→ **What this task involves**
Return each record exactly as it appears, so that nothing is dropped or altered.

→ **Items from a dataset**
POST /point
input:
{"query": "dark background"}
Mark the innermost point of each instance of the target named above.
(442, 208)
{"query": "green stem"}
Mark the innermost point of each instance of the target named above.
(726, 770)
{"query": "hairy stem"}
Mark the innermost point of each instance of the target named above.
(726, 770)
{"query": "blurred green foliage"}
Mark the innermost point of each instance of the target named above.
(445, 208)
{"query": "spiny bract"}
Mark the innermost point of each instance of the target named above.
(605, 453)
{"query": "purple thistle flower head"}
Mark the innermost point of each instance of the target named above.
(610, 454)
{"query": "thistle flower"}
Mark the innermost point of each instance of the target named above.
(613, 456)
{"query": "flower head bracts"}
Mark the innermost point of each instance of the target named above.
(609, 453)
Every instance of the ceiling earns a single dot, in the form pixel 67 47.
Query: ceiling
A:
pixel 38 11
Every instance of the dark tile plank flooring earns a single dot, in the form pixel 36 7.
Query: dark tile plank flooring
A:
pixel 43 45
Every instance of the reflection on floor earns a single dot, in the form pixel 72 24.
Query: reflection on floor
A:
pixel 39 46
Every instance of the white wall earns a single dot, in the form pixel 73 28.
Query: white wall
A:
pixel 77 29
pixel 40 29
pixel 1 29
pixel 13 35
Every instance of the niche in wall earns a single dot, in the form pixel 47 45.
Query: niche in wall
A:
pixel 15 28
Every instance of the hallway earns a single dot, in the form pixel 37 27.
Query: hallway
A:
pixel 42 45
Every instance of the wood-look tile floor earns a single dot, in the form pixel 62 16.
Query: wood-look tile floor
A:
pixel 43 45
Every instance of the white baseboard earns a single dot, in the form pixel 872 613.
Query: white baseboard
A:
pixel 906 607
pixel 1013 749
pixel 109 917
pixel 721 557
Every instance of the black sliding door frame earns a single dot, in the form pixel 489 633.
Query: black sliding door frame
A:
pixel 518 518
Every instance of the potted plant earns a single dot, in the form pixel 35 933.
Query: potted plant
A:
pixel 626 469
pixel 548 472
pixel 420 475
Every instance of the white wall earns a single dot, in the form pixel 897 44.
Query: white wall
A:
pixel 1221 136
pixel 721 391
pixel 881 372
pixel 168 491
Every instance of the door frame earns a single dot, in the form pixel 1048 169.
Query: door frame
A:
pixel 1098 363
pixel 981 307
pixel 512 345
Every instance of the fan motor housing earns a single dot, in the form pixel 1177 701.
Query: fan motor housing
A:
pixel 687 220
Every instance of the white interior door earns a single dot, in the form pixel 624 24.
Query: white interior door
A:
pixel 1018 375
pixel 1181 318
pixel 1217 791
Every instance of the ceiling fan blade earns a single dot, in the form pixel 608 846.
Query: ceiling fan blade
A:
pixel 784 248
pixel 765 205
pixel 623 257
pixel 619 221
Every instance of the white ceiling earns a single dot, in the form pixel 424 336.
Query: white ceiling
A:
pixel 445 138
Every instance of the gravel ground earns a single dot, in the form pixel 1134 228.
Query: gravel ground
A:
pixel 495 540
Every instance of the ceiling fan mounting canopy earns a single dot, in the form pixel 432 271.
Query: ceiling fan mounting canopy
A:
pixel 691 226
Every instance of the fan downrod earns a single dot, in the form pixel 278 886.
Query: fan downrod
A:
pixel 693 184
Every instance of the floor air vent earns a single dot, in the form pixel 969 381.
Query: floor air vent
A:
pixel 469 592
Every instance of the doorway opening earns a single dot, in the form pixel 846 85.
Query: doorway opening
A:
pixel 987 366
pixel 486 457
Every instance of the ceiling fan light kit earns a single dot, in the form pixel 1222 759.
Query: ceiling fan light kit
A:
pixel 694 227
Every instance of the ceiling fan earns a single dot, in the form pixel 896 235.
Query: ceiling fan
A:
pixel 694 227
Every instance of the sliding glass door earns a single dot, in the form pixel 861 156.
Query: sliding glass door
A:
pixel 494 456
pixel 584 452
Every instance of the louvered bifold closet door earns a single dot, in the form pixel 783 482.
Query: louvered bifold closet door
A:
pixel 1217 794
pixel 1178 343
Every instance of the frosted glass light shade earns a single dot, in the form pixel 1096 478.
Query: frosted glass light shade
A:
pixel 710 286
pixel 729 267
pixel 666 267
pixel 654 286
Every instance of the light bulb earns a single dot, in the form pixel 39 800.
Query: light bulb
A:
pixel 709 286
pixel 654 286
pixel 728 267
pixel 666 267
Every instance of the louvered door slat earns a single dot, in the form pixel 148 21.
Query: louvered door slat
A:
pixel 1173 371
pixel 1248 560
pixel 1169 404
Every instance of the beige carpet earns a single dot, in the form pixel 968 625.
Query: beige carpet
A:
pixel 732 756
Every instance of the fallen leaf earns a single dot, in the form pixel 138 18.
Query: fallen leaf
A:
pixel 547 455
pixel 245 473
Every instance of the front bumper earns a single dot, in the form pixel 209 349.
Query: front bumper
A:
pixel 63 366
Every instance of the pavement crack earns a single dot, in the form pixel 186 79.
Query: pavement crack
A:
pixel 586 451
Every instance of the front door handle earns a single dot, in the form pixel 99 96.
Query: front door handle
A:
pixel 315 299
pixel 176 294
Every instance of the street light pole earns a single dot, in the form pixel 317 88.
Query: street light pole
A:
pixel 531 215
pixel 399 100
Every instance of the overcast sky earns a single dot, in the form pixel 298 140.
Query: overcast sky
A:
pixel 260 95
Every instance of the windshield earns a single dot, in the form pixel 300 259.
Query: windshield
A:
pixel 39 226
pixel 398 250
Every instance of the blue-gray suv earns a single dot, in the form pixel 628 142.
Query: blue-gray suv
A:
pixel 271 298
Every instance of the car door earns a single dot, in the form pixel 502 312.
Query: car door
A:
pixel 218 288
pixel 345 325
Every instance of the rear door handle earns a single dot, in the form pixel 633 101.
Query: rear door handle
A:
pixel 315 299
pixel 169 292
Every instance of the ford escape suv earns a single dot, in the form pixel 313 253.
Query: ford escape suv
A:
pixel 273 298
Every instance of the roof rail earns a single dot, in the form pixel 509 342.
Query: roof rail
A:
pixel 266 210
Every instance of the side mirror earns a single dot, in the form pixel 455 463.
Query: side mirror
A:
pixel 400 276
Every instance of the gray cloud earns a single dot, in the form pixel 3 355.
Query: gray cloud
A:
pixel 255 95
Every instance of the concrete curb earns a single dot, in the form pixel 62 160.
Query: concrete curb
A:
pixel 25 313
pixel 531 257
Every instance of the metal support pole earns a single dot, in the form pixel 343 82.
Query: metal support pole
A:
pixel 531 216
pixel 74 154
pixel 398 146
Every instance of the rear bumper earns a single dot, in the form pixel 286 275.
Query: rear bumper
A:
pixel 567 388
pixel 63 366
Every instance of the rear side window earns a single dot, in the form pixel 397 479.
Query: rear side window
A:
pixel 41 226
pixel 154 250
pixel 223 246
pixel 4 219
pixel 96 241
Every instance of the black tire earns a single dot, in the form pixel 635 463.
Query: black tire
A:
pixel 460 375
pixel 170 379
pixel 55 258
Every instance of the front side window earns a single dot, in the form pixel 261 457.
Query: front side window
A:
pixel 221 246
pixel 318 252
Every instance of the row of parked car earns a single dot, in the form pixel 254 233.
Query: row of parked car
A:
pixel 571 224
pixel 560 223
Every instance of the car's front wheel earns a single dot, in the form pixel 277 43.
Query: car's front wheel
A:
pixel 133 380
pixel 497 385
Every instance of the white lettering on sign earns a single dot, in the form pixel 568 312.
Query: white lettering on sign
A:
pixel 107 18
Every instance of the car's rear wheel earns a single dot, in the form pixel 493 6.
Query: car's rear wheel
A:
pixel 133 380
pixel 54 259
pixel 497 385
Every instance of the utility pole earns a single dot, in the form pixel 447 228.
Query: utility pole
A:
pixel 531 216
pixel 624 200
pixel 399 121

→ **Answer section**
POST /point
input:
{"query": "dark background"}
Mark the innermost point of each instance of the target named above.
(442, 208)
{"query": "green stem"}
Mark the innermost point of each instance of the target named above.
(726, 770)
{"query": "hairy stem"}
Mark the innermost point of each instance of the target named above.
(726, 770)
{"query": "blurred green foliage"}
Mark the innermost point of each instance of the target named above.
(445, 208)
{"query": "spiny bract"}
Mark the innermost point of each instance of the target named above.
(605, 453)
{"query": "purple thistle flower head"}
Mark the innermost point of each instance of the target named above.
(610, 454)
{"query": "thistle flower"}
Mark the innermost point of each instance of the target named above.
(613, 456)
{"query": "flower head bracts"}
Mark the innermost point of each instance of the target named above.
(609, 453)
Every instance of the ceiling earns a single dot, in the form pixel 67 47.
Query: ceiling
A:
pixel 38 11
Every instance of the dark tile plank flooring earns a single dot, in the form pixel 36 7.
Query: dark tile plank flooring
A:
pixel 43 45
Every instance of the reflection on floor earns a single dot, in the form pixel 72 24.
Query: reflection on floor
A:
pixel 39 46
Every instance of the white wall earns a single dot, in the form pixel 73 28.
Query: white wall
A:
pixel 77 29
pixel 40 29
pixel 1 29
pixel 13 35
Every instance of the niche in wall earns a single dot, in the form pixel 47 45.
Query: niche in wall
A:
pixel 15 28
Every instance of the hallway earns a single dot, in the form pixel 37 27.
Query: hallway
A:
pixel 42 45
Every instance of the wood-look tile floor earns a single dot, in the form pixel 62 16.
Query: wood-look tile floor
A:
pixel 43 45
Every instance of the white baseboard earns a single dot, in the form pixel 872 613.
Query: white baseboard
A:
pixel 906 607
pixel 1013 749
pixel 109 917
pixel 721 557
Every instance of the black sliding door frame earns a single dot, in the form pixel 489 633.
Query: black sliding door frame
A:
pixel 518 518
Every instance of the potted plant earns a single dot, in the form pixel 35 933.
Query: potted plant
A:
pixel 626 469
pixel 548 472
pixel 420 475
Every instance of the white wall earns a single dot, in the form pixel 897 44.
Query: white wall
A:
pixel 1221 136
pixel 721 391
pixel 881 372
pixel 168 491
Every instance of the door frame earns a single dot, in the form pixel 1048 169.
Query: door frame
A:
pixel 1098 363
pixel 981 307
pixel 512 345
Every instance of the fan motor housing earns a single dot, in the form pixel 1177 701.
Query: fan motor housing
A:
pixel 687 220
Every instance of the white interior door earns a single dot, in the form pixel 624 24.
Query: white interior door
A:
pixel 1018 375
pixel 1181 318
pixel 1217 791
Every instance of the ceiling fan blade earns a single dot, in the form pixel 608 846.
Query: ceiling fan blade
A:
pixel 784 248
pixel 765 205
pixel 623 257
pixel 619 221
Every instance of the white ceiling earns a single dot, in the form pixel 424 336.
Query: white ceiling
A:
pixel 445 138
Every instance of the gravel ground earns a single dot, in the form pixel 1134 228.
Query: gravel ground
A:
pixel 495 540
Every instance of the ceiling fan mounting canopy earns a single dot, in the form pixel 432 271.
Query: ceiling fan mounting canopy
A:
pixel 691 226
Every instance of the fan downrod earns a single dot, in the form pixel 278 886.
Query: fan downrod
A:
pixel 693 184
Every instance of the floor air vent earns a single dot, in the form pixel 969 381.
Query: floor air vent
A:
pixel 469 592
Every instance of the doorway opening earns a single dot, in the form pixel 846 85.
Query: doorway opening
A:
pixel 987 366
pixel 486 457
Every instance of the ceiling fan light kit earns a single dot, in the form pixel 1222 759.
Query: ceiling fan light kit
A:
pixel 694 227
Every instance of the ceiling fan earns a single dot, in the form pixel 896 235.
Query: ceiling fan
A:
pixel 694 227
Every instance of the sliding glass door earns a single dot, in the form pixel 861 156.
Query: sliding glass door
A:
pixel 494 456
pixel 584 452
Every instance of the louvered bifold closet door earns a single dot, in the form pixel 783 482.
Query: louvered bifold closet door
A:
pixel 1217 794
pixel 1178 343
Every instance of the frosted glass light shade earns a single dot, in the form pixel 1096 478.
Query: frosted glass light shade
A:
pixel 710 286
pixel 729 267
pixel 666 267
pixel 654 286
Every instance of the light bulb earns a single dot, in the form pixel 39 800.
Query: light bulb
A:
pixel 709 286
pixel 654 286
pixel 728 267
pixel 666 267
Every instance of the louvered door slat earns a single dot, in the form pixel 148 21.
Query: louvered door slat
A:
pixel 1173 371
pixel 1248 560
pixel 1169 404
Every instance of the beige carpet earns a single dot, in the form pixel 968 625.
Query: beige carpet
A:
pixel 732 756
Every instance of the fallen leaf earns a single dot, in the form pixel 138 18.
Query: fallen leaf
A:
pixel 547 455
pixel 245 473
Every instance of the front bumper earns a single dot, in the form pixel 209 349.
Query: front bumper
A:
pixel 63 366
Every instance of the pavement crack earns a single dot, in the form pixel 186 79.
Query: pavement crack
A:
pixel 586 451
Every instance of the front door handle earns a single dot, in the form pixel 99 96.
Query: front door handle
A:
pixel 315 299
pixel 176 294
Every instance of the street light pole earns a single dot, in the form pixel 317 88.
Query: street light pole
A:
pixel 531 215
pixel 399 100
Every instance of the overcast sky earns a single dot, in the form pixel 298 140.
Query: overcast sky
A:
pixel 260 95
Every instance of the windshield earns a single dot, in the form pixel 300 259.
Query: windshield
A:
pixel 39 226
pixel 398 250
Every instance of the blue-gray suv earns a single dot, in the form pixel 628 142.
Query: blue-gray suv
A:
pixel 271 298
Every instance of the car door earns a single dot, in the form pixel 502 312.
Query: car door
A:
pixel 218 288
pixel 345 325
Every instance of the rear door handle earns a single dot, in the form pixel 633 101.
Query: rear door handle
A:
pixel 315 299
pixel 169 292
Every instance of the ford escape suv earns a single dot, in the form pixel 313 253.
Query: ford escape suv
A:
pixel 273 298
Every instance of the roof rail earns a single dot, in the form pixel 509 342.
Query: roof rail
A:
pixel 266 210
Every instance of the side mirror earns a single dot, in the form pixel 455 463.
Query: side mirror
A:
pixel 400 276
Every instance of the gray cloud earns a single dot, in the form pixel 3 355.
Query: gray cloud
A:
pixel 255 95
Every instance of the concrete curb earns a single dot, in the form pixel 62 160.
Query: concrete curb
A:
pixel 25 313
pixel 531 257
Every instance of the metal support pole earns a single dot, in the form pixel 343 82.
Query: metal support pole
A:
pixel 531 216
pixel 74 154
pixel 398 146
Every instance of the rear bumper earns a single dot, in the form pixel 286 275.
Query: rear bumper
A:
pixel 567 388
pixel 63 366
Every instance of the rear side window earns a single dot, in the form pixel 397 479.
Query: rear side window
A:
pixel 41 226
pixel 154 250
pixel 223 246
pixel 4 219
pixel 96 241
Every instance of the black tire earns a single dot, in the form pixel 635 463.
Query: black tire
A:
pixel 460 375
pixel 170 379
pixel 55 258
Every instance of the front side window earns a single dot, in the form pixel 261 457.
Query: front side window
A:
pixel 221 246
pixel 318 252
Every instance of the row of parked car earns a single dot, in the form pixel 254 233.
Query: row of parked car
A:
pixel 571 224
pixel 560 223
Every instance of the car's front wheel earns a single dot, in the form pixel 277 43.
Query: car's front wheel
A:
pixel 133 380
pixel 497 385
Every instance of the white lettering on sign earns a single dot, in the form pixel 568 312.
Query: white lettering on sign
A:
pixel 107 18
Every instance of the car's rear wheel earns a single dot, in the form pixel 493 6.
Query: car's rear wheel
A:
pixel 133 380
pixel 54 259
pixel 497 385
Every instance of the utility pole earns a single dot, in the form pixel 447 228.
Query: utility pole
A:
pixel 531 216
pixel 624 200
pixel 399 121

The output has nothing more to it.